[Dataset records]
>> Begin

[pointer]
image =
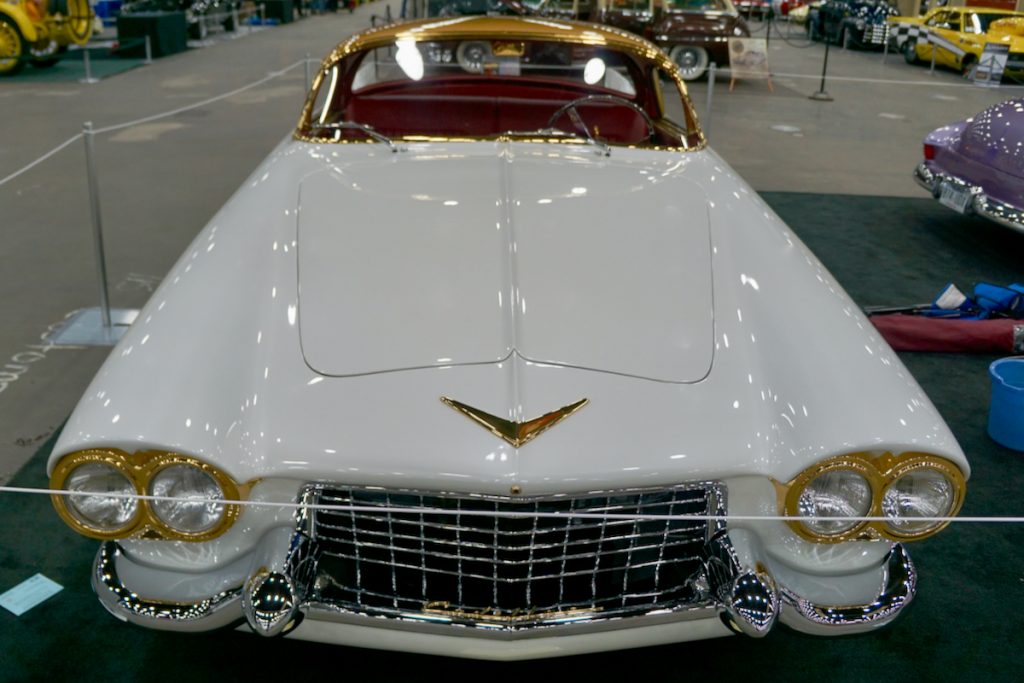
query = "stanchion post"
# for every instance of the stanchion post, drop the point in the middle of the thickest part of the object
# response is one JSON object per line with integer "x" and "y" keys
{"x": 97, "y": 223}
{"x": 822, "y": 95}
{"x": 88, "y": 67}
{"x": 711, "y": 97}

>> End

Brief: Rewrite the data above as a two-column CSV with columns named instruction and response. Put the text and its answer each in one quoted field with line breaks turned into spaces, and leave the picture out.

Reply to the exercise:
instruction,response
"[pointer] image = query = ""stanchion post"" # for every instance of the stanchion post, drop the point in the middle of the thickest part of the object # response is one JSON object per line with integer ""x"" and ""y"" keys","{""x"": 97, ""y"": 223} {""x"": 822, ""y"": 95} {""x"": 88, ""y"": 67} {""x"": 711, ""y"": 97}"